* **Records for the exercise**
##############################
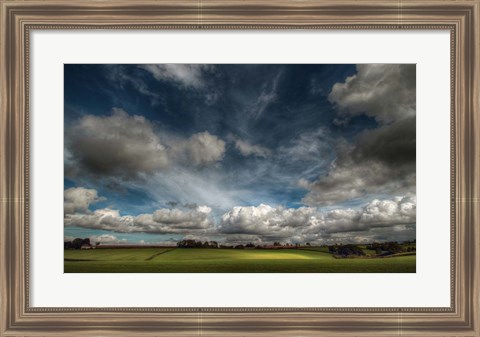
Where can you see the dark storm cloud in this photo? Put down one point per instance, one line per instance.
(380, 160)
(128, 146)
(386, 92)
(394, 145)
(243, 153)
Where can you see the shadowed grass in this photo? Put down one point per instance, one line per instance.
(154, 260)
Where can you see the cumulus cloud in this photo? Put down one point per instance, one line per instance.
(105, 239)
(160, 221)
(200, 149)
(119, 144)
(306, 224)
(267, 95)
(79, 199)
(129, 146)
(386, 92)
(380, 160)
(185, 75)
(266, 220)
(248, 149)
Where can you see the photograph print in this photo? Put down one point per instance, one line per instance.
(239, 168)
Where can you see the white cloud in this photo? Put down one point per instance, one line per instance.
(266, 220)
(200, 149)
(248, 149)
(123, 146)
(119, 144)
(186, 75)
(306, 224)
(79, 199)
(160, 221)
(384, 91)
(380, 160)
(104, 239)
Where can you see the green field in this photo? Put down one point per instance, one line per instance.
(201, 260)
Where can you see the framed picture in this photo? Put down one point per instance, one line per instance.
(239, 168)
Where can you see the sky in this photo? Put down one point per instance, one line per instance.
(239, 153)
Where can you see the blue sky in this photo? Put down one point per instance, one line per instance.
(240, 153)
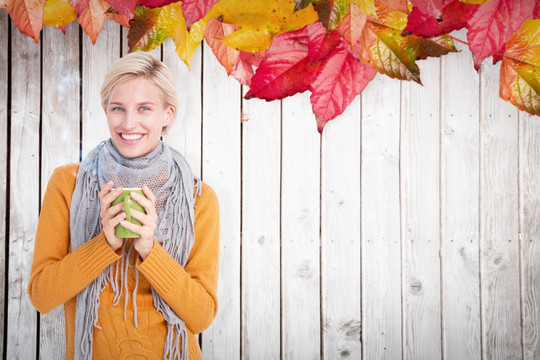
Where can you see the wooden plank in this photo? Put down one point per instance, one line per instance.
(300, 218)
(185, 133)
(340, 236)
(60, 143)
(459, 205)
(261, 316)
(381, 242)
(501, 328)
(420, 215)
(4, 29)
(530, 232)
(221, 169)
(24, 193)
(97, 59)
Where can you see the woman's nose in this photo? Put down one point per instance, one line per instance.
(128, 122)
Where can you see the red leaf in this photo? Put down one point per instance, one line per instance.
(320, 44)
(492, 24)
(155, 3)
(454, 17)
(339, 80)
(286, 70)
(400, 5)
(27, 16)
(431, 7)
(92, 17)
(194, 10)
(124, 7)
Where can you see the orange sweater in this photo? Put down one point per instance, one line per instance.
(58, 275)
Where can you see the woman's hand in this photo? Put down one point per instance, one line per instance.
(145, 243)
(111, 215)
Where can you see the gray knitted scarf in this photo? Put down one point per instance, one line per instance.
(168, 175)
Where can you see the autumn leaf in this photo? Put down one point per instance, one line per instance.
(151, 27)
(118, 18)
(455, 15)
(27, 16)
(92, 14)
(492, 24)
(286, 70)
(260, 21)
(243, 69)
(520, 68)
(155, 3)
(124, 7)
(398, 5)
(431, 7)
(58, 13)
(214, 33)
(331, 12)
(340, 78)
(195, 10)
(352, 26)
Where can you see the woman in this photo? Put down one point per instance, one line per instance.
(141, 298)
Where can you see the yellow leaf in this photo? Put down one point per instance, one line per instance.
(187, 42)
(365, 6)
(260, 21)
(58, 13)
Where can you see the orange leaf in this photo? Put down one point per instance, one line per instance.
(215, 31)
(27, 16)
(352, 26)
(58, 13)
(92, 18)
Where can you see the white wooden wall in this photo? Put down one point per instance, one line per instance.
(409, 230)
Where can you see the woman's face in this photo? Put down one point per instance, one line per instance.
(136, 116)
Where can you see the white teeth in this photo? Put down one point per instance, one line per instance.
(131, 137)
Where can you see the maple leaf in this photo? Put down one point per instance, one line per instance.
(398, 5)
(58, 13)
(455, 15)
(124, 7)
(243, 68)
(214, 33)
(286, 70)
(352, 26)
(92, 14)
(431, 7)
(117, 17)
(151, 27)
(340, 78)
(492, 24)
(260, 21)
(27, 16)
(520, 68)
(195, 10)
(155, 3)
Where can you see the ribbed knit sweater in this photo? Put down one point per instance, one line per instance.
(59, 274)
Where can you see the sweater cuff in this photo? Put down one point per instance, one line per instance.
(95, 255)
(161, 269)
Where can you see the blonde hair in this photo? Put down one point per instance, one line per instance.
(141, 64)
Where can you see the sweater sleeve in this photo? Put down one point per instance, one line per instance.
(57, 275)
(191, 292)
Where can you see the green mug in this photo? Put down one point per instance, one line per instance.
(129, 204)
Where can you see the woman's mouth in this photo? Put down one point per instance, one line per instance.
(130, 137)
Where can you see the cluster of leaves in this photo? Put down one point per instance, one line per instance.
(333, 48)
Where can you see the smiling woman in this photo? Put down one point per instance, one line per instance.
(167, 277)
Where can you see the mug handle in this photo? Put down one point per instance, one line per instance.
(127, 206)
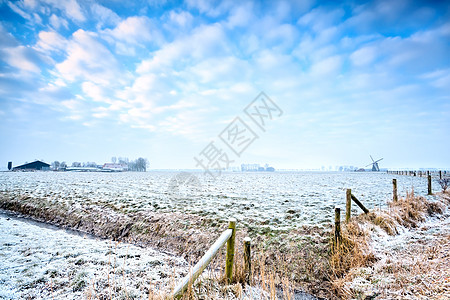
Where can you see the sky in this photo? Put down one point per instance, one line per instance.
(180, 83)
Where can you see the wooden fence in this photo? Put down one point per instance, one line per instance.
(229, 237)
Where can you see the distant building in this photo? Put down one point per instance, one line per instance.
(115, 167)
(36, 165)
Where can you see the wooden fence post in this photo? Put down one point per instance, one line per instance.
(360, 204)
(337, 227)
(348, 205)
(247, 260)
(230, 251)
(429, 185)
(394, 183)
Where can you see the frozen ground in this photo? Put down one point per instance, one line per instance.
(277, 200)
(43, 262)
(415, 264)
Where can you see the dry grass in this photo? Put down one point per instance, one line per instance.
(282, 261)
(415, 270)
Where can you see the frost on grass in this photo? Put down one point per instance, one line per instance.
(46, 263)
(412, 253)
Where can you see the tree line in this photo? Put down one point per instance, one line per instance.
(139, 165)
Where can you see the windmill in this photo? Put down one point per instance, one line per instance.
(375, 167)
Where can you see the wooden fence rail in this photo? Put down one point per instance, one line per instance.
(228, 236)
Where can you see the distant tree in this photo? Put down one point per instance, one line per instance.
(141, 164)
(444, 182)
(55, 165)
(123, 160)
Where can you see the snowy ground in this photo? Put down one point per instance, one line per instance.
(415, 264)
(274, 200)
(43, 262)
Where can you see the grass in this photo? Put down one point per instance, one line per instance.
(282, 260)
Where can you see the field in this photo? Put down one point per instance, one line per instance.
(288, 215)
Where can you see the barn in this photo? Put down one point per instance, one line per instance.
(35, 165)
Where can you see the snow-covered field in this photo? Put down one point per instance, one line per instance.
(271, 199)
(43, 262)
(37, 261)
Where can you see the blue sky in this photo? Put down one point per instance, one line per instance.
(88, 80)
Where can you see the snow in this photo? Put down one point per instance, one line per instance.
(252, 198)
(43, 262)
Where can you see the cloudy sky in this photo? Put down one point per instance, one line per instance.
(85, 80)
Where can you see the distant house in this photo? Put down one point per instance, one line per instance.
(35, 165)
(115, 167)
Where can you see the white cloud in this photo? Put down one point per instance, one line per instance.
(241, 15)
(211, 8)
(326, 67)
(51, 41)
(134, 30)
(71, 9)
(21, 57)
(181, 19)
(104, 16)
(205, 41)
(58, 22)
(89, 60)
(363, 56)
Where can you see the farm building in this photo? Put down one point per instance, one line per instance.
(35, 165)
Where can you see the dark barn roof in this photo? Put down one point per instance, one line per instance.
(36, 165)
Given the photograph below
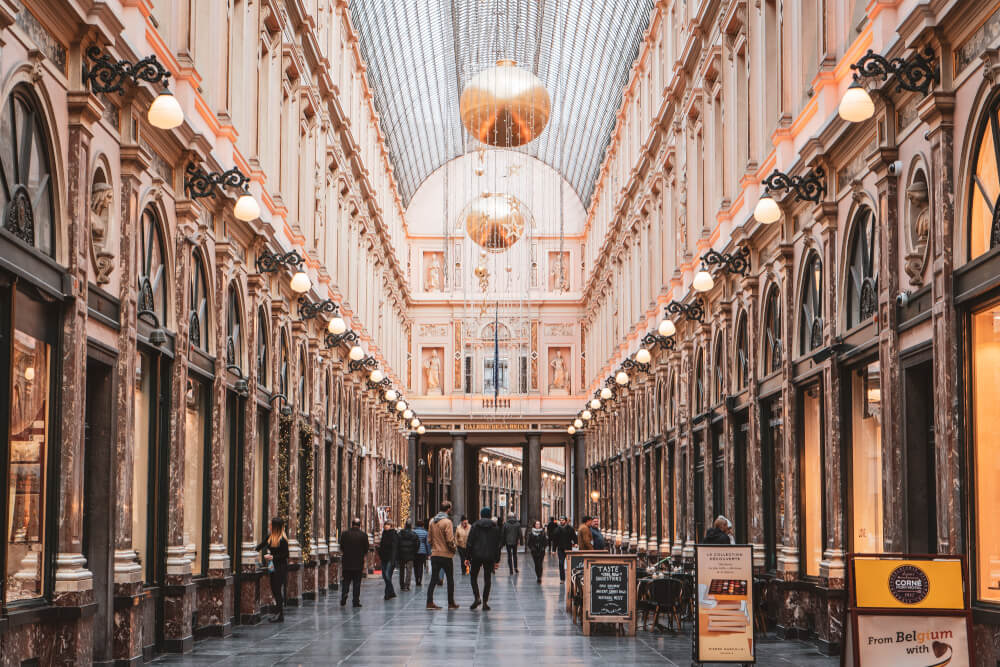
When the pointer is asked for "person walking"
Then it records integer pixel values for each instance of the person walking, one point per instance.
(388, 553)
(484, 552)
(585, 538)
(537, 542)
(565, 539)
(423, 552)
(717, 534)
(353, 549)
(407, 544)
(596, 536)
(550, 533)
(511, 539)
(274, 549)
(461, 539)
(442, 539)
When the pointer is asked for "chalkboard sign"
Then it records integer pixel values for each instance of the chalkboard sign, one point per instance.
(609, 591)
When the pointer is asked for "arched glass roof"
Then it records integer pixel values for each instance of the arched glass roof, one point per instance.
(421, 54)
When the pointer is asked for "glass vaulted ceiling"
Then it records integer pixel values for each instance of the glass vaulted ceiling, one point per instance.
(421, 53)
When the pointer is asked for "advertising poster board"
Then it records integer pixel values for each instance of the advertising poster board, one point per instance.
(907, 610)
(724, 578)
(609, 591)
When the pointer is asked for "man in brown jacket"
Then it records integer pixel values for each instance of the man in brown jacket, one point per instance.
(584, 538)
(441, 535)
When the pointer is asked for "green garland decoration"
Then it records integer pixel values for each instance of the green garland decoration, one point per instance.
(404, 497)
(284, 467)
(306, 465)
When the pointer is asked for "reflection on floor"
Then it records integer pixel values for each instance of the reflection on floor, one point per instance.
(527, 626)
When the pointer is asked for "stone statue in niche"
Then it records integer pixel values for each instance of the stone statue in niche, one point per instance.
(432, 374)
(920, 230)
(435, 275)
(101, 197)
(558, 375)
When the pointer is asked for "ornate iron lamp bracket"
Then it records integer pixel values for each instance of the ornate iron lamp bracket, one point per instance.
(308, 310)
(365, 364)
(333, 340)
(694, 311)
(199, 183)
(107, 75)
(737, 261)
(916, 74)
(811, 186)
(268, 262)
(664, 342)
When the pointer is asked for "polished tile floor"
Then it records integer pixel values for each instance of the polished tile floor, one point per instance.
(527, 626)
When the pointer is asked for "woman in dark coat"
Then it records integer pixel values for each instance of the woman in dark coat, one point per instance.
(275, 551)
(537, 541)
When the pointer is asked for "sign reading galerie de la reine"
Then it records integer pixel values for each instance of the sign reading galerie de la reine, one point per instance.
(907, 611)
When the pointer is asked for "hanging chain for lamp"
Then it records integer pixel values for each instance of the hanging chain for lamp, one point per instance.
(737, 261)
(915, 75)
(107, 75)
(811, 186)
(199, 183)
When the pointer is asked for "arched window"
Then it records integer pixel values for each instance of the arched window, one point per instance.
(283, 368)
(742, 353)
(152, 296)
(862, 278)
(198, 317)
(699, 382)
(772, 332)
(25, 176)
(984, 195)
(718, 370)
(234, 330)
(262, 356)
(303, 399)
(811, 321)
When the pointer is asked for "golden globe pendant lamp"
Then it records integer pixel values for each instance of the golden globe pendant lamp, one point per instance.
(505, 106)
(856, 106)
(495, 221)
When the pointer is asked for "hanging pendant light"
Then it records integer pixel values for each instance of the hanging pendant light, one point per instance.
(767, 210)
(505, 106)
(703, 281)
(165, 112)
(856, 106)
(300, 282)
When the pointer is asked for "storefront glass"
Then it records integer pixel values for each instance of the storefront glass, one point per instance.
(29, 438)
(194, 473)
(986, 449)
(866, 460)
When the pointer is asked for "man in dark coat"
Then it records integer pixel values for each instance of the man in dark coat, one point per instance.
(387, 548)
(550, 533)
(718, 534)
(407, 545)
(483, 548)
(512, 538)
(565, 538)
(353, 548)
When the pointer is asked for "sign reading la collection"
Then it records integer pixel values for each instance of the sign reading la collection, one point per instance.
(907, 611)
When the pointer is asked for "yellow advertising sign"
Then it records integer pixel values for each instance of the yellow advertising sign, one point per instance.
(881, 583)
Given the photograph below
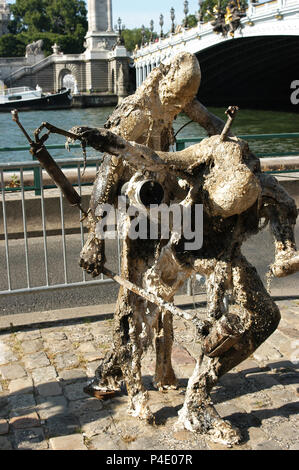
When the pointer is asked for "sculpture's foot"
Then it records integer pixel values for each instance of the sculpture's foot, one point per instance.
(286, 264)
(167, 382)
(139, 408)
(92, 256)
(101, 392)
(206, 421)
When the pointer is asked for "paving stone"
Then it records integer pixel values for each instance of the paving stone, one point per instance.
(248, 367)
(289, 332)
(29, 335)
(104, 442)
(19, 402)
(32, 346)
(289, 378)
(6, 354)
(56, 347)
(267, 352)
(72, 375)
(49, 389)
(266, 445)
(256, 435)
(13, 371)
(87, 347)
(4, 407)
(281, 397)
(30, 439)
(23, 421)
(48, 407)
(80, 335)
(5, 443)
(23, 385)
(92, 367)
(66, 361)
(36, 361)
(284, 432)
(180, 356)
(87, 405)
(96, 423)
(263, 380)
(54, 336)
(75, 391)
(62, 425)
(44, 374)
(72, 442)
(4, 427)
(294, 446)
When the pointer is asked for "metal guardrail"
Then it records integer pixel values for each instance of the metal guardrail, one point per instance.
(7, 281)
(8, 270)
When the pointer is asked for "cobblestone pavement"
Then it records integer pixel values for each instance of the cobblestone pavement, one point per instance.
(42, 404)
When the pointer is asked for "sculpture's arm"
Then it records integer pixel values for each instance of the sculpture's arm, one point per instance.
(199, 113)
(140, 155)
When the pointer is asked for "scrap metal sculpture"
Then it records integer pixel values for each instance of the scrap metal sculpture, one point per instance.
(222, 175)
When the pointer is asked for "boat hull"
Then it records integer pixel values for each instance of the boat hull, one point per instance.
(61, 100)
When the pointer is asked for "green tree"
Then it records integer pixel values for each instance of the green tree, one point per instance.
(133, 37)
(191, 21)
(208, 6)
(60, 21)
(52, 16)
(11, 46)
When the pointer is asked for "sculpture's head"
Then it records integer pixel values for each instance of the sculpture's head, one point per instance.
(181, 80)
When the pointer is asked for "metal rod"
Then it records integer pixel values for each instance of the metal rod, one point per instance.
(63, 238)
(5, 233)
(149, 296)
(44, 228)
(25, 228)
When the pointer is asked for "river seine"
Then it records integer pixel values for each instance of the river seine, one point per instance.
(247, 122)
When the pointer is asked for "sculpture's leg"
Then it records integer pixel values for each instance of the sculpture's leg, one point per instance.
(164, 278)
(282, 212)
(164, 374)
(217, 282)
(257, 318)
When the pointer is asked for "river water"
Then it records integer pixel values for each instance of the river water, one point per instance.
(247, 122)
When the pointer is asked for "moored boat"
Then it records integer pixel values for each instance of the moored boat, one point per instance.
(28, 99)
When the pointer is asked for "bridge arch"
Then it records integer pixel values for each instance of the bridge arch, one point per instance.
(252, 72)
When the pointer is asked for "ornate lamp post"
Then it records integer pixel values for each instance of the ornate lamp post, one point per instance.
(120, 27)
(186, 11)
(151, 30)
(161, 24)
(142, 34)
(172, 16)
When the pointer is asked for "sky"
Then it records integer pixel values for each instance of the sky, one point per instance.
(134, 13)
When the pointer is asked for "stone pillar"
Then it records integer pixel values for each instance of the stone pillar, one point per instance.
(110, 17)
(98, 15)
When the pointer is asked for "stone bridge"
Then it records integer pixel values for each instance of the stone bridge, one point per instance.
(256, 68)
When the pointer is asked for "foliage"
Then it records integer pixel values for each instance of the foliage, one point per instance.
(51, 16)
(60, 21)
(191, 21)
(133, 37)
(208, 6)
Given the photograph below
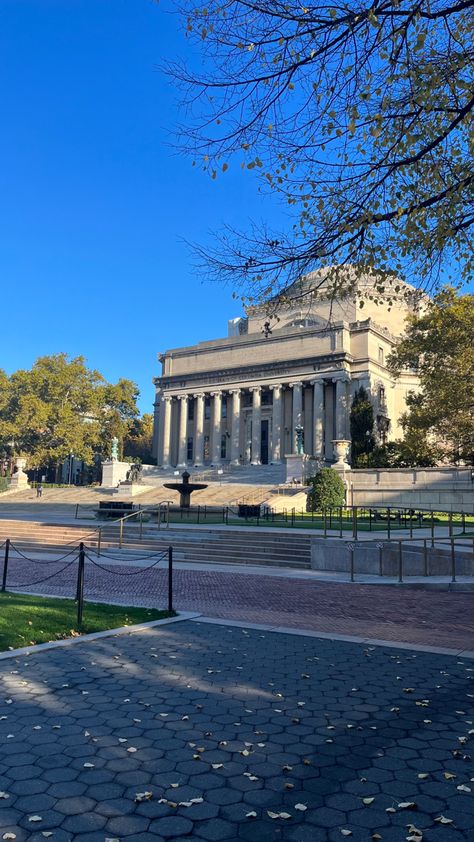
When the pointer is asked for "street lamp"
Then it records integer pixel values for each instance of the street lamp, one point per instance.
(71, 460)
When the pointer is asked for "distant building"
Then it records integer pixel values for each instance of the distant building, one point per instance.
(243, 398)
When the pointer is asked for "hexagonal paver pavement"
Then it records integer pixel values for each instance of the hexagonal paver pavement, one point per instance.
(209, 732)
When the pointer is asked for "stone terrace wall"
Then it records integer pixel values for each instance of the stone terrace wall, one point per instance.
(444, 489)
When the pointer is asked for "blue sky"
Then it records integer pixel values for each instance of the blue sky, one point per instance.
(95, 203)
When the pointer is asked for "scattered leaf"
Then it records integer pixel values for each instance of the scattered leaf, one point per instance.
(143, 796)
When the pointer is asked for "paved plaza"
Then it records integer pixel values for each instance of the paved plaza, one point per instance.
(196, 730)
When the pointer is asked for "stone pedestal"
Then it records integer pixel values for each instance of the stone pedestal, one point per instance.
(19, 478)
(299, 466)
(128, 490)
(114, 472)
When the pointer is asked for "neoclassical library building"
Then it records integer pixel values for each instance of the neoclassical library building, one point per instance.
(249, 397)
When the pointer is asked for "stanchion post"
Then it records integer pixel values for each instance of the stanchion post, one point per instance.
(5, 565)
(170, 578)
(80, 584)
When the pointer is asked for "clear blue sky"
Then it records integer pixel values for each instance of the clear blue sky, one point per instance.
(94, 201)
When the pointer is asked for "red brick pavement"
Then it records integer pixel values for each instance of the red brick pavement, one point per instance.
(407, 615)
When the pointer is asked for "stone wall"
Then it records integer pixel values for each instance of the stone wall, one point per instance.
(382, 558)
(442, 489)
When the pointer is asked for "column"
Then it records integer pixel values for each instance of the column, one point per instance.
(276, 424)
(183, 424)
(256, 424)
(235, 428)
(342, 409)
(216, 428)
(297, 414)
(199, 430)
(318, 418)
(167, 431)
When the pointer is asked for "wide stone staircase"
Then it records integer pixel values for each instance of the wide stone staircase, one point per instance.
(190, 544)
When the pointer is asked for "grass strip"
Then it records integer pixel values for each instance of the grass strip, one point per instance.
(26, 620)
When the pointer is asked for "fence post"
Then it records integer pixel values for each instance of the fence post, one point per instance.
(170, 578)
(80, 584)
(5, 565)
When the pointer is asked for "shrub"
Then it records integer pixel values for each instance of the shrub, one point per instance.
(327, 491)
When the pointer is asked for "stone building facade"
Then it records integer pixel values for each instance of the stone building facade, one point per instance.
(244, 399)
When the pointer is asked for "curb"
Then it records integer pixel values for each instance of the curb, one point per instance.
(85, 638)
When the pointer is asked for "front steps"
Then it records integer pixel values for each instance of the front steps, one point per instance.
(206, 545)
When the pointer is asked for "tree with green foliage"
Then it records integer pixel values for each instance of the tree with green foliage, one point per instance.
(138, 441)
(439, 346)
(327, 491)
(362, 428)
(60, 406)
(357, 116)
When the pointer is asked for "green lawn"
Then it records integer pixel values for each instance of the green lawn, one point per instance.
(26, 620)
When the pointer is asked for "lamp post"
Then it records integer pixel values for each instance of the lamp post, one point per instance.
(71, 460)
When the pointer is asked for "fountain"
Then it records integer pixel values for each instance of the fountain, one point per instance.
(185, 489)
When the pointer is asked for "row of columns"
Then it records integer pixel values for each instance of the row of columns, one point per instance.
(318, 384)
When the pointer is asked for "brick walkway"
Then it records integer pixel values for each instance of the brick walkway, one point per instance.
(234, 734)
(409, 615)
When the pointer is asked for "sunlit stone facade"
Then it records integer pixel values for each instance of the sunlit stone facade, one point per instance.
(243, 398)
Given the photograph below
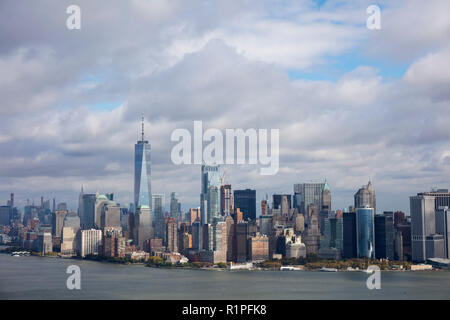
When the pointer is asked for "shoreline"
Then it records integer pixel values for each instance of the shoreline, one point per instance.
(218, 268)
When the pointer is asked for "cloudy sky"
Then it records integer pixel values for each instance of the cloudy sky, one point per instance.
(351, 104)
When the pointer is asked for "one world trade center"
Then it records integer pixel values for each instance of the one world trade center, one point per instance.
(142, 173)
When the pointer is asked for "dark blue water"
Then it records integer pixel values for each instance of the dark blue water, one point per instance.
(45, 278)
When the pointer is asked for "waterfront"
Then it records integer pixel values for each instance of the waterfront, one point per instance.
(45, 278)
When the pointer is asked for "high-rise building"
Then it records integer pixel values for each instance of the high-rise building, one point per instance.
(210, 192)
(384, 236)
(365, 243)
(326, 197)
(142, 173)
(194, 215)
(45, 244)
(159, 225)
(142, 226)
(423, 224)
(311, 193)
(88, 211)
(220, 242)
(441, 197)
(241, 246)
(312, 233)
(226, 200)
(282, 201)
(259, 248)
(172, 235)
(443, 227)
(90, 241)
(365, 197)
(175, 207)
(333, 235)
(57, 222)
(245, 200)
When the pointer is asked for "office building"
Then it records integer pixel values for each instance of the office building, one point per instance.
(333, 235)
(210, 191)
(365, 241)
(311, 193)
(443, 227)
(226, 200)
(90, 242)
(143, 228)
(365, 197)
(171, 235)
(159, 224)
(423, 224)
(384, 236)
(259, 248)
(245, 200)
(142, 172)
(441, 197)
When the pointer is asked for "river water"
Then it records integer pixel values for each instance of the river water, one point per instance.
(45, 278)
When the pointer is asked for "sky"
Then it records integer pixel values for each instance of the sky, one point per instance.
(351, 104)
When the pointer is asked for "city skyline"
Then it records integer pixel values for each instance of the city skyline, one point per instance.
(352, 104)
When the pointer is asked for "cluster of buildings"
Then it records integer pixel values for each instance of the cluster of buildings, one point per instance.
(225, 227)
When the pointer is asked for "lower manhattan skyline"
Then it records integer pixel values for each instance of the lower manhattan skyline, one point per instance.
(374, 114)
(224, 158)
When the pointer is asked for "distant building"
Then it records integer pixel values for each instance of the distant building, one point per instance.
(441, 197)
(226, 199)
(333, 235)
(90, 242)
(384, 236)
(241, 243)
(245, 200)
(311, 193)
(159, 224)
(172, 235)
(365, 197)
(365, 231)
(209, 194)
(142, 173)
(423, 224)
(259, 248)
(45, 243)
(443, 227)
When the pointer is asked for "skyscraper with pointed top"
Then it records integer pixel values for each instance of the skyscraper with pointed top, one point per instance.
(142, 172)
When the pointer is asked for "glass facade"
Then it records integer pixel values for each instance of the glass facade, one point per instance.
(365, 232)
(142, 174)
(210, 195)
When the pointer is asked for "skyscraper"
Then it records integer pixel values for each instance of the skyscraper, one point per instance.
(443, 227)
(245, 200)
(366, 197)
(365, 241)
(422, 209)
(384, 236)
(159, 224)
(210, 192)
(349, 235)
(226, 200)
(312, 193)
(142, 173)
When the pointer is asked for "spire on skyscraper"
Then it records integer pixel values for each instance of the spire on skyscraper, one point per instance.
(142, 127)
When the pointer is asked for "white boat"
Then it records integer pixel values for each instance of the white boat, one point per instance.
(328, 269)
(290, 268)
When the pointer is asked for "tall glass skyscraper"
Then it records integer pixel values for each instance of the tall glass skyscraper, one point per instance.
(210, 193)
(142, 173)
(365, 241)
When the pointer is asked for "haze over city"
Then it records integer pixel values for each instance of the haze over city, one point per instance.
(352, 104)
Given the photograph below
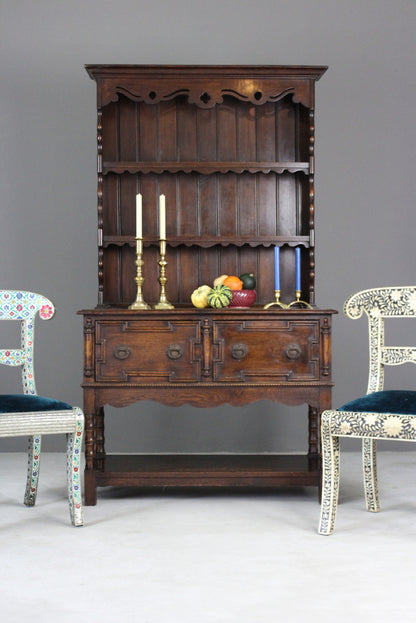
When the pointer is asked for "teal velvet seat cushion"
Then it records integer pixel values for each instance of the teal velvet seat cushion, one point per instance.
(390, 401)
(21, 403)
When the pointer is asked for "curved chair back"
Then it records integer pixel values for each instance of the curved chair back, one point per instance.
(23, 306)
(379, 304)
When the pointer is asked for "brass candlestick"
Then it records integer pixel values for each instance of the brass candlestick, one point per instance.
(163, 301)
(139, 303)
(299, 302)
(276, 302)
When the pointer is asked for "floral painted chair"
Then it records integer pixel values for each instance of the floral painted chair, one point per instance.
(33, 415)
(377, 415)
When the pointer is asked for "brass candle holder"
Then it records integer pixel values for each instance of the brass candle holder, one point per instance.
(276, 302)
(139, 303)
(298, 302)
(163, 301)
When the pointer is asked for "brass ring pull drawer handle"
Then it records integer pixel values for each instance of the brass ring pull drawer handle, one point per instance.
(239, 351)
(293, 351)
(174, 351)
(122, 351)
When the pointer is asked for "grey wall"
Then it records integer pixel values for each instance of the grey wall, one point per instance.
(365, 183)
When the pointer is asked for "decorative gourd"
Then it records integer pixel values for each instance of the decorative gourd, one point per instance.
##############################
* **Exercise prompt**
From the entries above, pull out each line that includes "decorative".

* **Result of the exercise**
When the pointer is asked for "decorative gourd"
Then it records integer pixel values for each instance of the decorative gourd, one point per instance.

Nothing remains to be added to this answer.